TASK DETAILS: Please lay out the stretch of the records below, from the line containing "Could you point out where the brown paper" through the line containing "[686,13,699,29]", as a numbered list without blank lines.
** BEGIN RECORDS TO USE **
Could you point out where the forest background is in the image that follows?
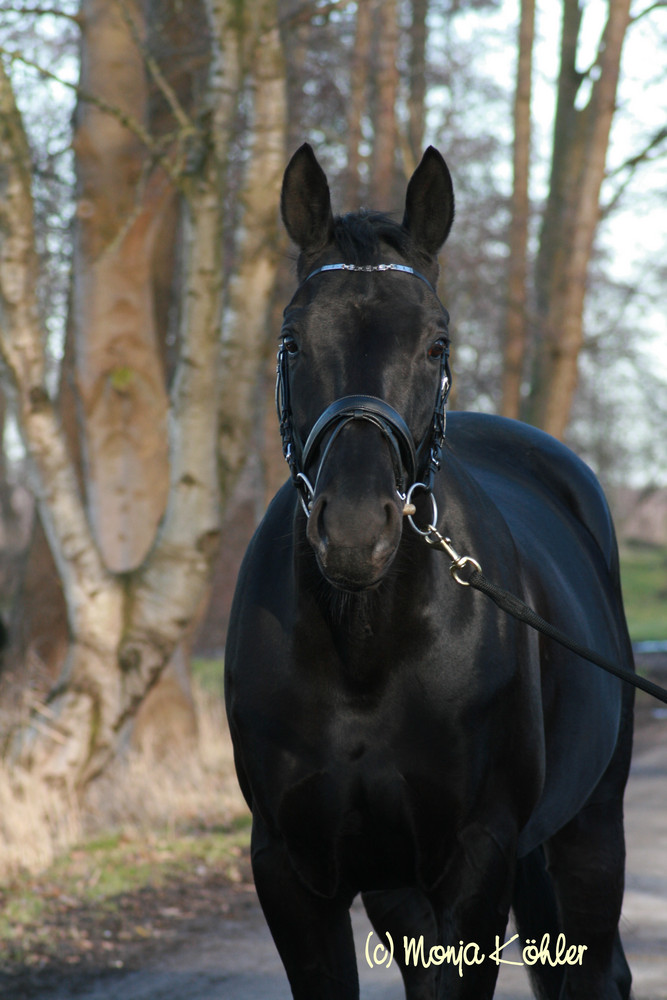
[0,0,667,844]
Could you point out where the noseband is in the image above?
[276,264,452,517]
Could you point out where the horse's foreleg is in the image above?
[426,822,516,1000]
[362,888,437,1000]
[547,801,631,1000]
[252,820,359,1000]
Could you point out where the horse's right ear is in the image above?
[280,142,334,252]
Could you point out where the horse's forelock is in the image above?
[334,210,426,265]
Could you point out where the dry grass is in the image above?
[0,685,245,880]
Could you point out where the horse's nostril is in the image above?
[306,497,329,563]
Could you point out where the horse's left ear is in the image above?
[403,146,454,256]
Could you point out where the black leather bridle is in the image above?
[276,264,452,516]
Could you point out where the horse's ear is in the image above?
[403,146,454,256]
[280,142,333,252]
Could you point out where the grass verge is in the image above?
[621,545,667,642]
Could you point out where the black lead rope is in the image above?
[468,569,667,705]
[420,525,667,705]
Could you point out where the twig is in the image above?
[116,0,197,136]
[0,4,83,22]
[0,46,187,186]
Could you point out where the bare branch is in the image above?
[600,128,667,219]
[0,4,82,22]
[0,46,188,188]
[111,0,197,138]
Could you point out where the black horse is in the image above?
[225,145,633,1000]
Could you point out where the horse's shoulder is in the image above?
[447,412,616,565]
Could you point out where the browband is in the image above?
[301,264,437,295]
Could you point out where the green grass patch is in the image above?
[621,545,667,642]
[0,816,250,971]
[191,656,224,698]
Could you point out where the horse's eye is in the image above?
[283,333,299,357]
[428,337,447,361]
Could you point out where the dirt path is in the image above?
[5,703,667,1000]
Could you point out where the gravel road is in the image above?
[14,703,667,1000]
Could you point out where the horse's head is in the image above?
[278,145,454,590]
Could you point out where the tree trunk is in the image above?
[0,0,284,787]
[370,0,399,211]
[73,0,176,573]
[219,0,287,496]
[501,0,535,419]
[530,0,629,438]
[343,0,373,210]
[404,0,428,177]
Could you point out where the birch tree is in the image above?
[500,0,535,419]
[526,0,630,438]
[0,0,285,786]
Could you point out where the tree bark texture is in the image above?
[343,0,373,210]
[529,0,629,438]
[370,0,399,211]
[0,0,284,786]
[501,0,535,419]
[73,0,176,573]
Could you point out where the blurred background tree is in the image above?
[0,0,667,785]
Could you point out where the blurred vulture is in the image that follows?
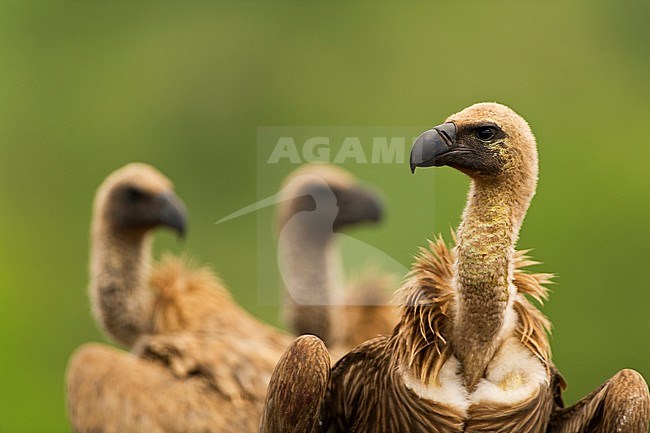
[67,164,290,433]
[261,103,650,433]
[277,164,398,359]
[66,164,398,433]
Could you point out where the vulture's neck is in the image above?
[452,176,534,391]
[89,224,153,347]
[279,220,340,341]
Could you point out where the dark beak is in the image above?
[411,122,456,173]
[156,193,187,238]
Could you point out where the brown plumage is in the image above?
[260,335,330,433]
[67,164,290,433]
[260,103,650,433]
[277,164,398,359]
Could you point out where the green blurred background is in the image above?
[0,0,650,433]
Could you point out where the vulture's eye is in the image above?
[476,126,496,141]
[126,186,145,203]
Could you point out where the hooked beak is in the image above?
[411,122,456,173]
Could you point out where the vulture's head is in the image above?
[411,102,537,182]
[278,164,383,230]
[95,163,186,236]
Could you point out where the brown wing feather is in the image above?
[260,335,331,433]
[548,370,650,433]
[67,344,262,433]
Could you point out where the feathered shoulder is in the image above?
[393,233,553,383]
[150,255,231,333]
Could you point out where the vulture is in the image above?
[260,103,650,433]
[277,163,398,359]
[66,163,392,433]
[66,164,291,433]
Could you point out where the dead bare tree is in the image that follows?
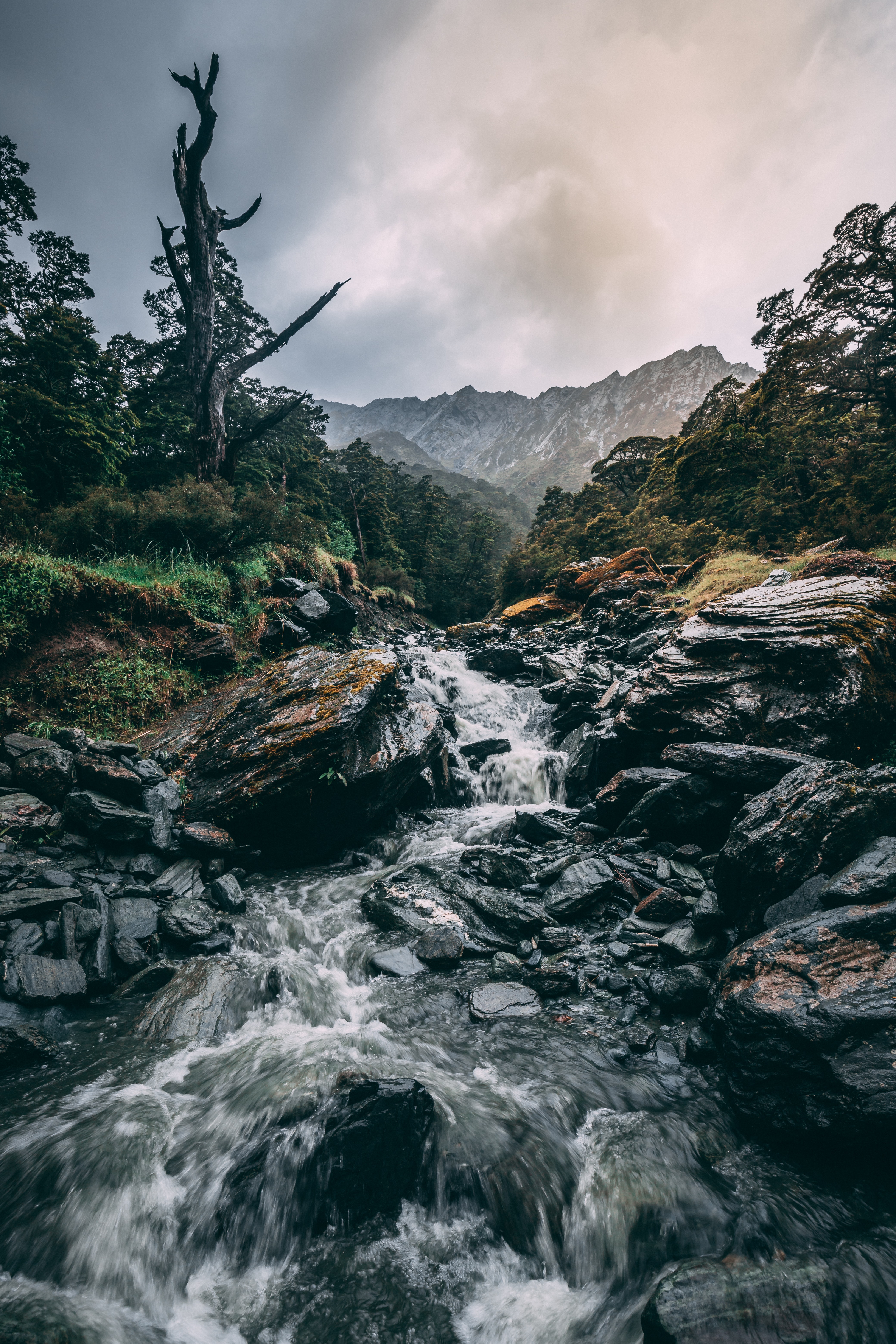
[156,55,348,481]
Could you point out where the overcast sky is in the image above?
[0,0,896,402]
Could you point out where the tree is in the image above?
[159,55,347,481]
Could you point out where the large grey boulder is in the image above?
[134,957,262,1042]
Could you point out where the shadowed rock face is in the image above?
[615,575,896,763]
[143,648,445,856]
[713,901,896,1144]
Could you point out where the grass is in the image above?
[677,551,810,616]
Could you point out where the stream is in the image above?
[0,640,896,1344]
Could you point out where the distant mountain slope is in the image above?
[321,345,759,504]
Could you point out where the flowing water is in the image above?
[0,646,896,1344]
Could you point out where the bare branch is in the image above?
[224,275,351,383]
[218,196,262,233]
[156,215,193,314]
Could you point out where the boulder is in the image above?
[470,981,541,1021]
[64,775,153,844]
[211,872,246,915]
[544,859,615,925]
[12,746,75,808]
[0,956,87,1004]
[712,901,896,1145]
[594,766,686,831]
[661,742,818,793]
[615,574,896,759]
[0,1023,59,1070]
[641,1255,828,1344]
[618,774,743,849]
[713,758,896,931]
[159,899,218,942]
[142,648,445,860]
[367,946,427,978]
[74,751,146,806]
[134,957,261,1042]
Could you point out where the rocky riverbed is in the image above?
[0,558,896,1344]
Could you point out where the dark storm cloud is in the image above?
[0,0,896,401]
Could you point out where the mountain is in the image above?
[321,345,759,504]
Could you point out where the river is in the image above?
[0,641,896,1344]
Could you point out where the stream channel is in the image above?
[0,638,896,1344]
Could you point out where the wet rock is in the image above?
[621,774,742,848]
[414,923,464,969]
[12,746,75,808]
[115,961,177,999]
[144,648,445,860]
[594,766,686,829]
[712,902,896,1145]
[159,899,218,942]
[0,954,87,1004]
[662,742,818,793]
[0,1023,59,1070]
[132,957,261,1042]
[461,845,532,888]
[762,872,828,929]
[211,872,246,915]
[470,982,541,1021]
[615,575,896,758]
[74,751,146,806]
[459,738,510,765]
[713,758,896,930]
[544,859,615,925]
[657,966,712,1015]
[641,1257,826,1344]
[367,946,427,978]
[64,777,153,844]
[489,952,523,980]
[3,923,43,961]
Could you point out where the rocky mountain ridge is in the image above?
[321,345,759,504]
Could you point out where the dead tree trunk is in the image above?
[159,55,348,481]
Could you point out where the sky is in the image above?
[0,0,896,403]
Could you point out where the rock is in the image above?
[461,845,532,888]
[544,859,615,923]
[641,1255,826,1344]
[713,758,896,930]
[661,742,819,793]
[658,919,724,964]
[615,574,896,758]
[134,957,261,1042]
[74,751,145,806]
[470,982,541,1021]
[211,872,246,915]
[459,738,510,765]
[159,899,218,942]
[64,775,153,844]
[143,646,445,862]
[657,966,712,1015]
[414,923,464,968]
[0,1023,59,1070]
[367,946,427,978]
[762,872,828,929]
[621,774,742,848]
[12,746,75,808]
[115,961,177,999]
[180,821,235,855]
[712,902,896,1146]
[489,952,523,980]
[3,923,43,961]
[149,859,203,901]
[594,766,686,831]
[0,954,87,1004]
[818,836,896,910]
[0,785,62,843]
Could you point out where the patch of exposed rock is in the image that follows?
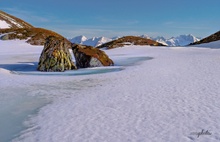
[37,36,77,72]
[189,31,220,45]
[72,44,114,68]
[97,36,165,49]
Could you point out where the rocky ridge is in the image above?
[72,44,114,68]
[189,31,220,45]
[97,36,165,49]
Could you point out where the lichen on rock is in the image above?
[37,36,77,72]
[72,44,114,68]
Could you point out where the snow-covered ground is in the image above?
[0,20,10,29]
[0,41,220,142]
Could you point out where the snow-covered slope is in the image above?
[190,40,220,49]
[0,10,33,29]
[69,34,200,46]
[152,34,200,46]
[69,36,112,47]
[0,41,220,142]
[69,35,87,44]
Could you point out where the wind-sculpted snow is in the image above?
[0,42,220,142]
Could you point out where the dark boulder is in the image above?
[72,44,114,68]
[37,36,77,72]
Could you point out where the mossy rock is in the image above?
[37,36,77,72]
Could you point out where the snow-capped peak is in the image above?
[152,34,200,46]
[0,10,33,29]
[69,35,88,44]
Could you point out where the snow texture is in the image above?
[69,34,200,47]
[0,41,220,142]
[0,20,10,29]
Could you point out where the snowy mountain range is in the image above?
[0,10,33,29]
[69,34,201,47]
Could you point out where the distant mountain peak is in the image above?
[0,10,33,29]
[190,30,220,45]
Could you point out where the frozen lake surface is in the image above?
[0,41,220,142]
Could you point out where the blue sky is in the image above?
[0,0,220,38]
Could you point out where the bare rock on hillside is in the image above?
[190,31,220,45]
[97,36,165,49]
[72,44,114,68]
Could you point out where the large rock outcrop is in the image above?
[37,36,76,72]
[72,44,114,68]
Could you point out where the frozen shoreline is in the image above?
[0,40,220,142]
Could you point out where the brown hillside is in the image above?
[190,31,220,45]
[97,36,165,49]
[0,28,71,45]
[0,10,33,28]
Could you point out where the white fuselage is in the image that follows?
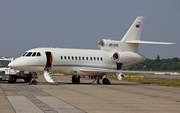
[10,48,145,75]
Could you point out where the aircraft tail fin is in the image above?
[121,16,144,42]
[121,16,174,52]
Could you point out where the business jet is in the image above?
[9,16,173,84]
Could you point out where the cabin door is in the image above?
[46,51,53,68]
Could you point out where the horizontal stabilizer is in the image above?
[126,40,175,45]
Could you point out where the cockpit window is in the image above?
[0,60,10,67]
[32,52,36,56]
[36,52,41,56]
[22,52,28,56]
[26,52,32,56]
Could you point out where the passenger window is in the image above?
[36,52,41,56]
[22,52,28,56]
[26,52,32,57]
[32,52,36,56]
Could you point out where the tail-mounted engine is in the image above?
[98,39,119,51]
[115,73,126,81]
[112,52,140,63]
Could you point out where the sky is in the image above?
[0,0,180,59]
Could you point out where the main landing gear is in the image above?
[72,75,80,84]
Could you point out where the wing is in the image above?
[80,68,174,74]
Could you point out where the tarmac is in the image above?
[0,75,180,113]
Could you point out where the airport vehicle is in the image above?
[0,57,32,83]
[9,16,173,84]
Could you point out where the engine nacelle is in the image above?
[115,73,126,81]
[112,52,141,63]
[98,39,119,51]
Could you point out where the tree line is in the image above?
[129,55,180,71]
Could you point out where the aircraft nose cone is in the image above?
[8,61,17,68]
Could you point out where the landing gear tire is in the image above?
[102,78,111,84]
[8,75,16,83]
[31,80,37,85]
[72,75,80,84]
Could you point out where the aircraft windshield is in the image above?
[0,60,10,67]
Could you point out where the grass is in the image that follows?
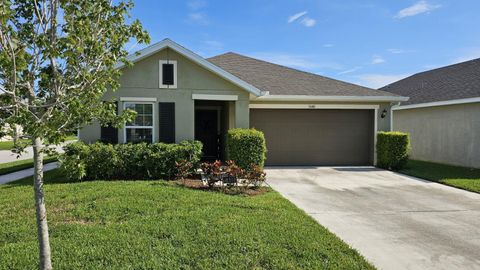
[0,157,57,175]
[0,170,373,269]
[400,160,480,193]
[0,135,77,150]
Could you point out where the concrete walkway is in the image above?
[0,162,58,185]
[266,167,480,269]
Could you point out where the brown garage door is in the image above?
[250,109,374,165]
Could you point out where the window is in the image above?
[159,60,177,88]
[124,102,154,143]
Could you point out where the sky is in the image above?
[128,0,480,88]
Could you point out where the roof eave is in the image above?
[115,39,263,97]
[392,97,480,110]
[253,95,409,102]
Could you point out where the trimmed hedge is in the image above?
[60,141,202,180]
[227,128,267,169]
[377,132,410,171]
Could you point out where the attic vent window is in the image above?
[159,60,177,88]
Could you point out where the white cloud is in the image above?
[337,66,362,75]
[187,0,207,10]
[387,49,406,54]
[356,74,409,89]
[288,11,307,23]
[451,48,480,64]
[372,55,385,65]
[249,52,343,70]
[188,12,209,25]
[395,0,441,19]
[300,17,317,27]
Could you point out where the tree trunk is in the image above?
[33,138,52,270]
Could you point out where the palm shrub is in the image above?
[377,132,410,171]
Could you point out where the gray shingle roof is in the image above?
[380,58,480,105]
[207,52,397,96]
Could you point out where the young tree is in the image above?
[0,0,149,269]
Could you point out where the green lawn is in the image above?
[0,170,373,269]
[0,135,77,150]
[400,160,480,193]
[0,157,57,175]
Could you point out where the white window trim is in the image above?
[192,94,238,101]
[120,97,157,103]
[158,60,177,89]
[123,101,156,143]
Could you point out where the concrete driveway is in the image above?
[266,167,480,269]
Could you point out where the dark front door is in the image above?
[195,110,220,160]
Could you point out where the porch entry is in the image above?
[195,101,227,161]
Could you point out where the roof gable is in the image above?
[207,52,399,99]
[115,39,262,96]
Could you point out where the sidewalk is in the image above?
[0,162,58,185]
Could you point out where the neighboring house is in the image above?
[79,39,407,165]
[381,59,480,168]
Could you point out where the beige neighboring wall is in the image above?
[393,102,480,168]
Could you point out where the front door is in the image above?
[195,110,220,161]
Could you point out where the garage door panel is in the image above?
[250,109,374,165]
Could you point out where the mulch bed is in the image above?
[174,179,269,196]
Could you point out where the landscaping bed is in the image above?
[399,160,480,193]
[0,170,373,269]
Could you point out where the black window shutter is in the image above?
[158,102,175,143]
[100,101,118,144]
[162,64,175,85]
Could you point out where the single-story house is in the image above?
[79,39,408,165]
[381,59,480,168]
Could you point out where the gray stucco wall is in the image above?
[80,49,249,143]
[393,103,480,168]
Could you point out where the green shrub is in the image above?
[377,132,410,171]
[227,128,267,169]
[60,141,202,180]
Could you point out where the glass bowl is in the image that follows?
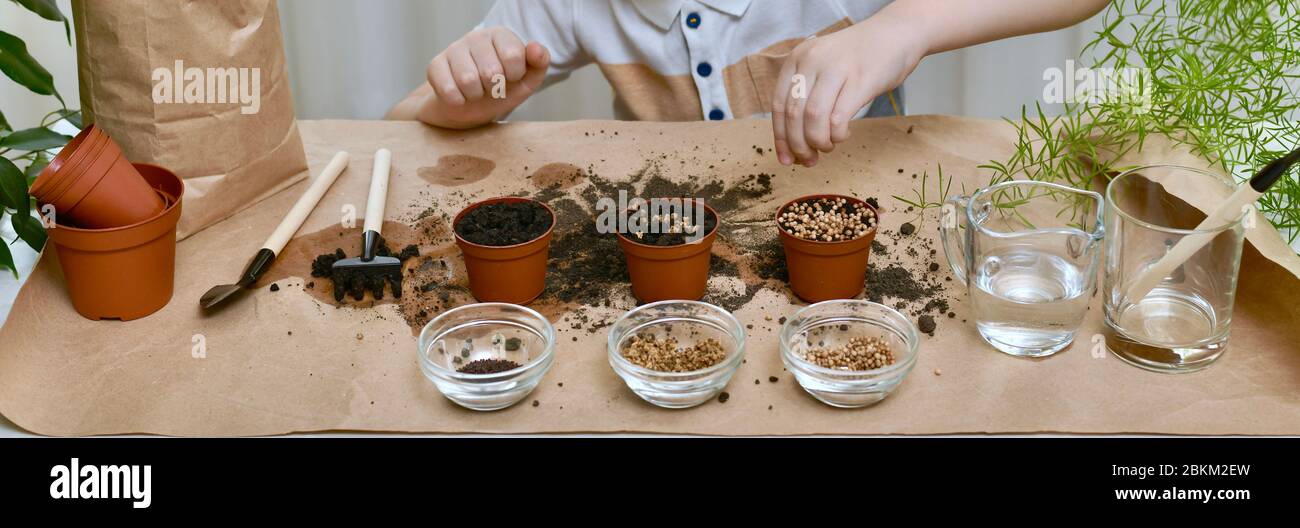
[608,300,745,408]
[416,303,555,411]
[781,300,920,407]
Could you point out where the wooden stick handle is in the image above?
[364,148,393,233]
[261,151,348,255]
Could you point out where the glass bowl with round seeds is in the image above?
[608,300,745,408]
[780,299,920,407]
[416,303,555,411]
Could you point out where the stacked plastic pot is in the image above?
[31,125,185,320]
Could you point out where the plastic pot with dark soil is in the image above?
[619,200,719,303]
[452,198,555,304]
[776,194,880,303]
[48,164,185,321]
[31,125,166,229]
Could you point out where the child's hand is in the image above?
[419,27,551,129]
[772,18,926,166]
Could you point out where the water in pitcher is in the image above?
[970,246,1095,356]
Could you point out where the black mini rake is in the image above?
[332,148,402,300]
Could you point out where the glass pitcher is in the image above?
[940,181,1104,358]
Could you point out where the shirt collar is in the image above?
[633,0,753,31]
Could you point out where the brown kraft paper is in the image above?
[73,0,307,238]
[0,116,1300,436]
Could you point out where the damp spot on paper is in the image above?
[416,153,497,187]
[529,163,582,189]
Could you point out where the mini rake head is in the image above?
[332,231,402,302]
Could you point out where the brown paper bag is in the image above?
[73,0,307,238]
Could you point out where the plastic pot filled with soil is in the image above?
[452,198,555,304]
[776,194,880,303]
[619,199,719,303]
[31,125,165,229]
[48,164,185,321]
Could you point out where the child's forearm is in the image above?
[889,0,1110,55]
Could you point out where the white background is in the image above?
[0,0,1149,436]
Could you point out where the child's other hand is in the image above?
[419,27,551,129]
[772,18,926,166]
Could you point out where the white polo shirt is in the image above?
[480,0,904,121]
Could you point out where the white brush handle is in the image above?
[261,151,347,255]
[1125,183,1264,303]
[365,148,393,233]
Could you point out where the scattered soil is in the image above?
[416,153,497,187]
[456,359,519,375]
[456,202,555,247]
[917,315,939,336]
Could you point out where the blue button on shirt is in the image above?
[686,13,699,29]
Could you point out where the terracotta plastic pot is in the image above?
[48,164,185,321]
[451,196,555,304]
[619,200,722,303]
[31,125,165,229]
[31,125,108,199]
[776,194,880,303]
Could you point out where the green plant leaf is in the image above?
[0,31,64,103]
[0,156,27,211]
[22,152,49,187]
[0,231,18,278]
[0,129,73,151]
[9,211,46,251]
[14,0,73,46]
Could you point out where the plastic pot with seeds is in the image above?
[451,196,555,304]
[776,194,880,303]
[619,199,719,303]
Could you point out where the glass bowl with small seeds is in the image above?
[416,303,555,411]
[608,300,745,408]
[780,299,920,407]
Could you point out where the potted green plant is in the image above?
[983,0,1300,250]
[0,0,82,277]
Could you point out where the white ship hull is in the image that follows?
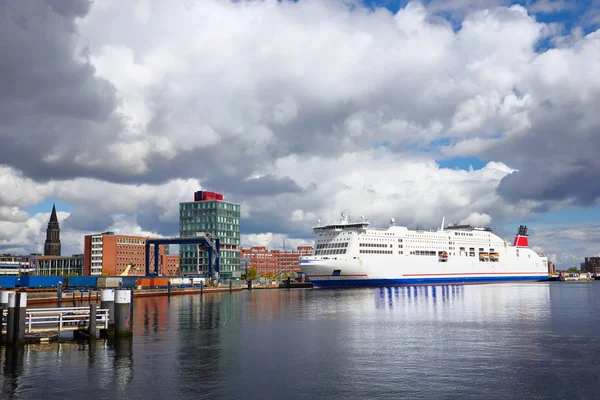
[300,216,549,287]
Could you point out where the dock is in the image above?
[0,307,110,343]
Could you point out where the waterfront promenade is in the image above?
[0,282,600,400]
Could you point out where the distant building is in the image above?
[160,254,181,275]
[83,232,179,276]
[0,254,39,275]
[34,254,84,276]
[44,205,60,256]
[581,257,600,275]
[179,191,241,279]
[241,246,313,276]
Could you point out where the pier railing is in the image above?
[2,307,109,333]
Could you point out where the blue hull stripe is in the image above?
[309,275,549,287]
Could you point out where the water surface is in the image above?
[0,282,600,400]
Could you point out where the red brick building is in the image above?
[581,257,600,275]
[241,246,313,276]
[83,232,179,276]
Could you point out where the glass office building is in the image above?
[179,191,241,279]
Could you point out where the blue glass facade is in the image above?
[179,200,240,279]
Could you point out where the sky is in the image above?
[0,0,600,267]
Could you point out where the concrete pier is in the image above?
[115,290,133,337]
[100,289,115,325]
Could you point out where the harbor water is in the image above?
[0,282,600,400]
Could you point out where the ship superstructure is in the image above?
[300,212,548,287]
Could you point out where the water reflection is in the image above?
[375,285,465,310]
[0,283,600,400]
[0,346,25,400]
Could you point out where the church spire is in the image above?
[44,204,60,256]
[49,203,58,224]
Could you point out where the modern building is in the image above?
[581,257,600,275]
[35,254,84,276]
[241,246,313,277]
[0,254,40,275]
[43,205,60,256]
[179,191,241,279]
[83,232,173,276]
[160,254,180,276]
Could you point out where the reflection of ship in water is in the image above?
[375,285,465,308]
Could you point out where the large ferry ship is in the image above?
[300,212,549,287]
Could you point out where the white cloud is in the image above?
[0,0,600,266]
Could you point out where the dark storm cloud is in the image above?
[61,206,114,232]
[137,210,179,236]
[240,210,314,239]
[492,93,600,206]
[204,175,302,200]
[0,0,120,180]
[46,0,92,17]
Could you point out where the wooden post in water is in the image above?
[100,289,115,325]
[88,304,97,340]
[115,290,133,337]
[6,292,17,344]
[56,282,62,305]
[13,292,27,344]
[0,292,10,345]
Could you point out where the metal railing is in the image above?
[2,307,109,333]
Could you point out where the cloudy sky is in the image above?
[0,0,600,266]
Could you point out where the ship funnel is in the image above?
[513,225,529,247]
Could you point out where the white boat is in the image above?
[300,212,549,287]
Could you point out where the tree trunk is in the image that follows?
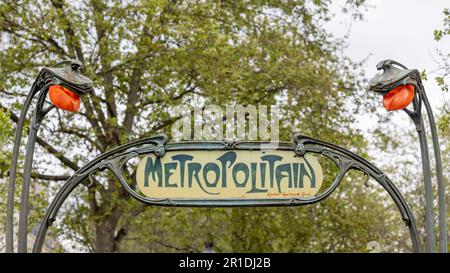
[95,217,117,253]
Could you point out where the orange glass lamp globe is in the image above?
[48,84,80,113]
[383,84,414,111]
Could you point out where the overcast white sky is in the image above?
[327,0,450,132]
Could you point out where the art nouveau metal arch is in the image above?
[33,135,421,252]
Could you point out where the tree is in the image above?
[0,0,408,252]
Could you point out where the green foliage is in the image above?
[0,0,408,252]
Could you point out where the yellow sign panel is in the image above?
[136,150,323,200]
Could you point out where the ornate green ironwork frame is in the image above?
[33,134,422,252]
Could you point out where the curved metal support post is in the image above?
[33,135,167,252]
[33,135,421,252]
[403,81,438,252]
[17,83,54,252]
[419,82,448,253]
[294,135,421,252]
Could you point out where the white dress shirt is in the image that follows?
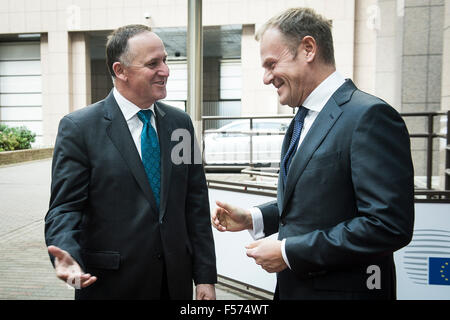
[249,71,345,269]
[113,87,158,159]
** END RECORDS TO USE **
RESPONSE:
1. Could you point out where the brown paper bag is in the image above?
2. [73,0,307,238]
3. Could you point out where the plastic pot filled with soil is in the image above?
4. [452,198,555,304]
5. [776,194,880,303]
6. [619,199,719,303]
7. [31,125,165,229]
8. [48,164,185,321]
9. Could you point out where the child's forearm is in the image above?
10. [889,0,1110,55]
11. Could you point out where the white background is in the image above?
12. [0,0,1149,436]
13. Could you point out where the child's other hand is in the image above?
14. [419,27,551,129]
15. [772,18,926,166]
16. Could you point out where the white polo shirt is in the image above?
17. [480,0,904,121]
18. Could you point out where the white brush handle is in the image above?
19. [261,151,347,255]
20. [1125,183,1264,303]
21. [365,148,393,233]
22. Could you point out where the scattered soil is in the image above?
23. [416,153,497,187]
24. [456,359,519,375]
25. [456,202,555,247]
26. [917,315,939,336]
27. Could you point out where the blue button on shirt is in the image above?
28. [686,13,699,29]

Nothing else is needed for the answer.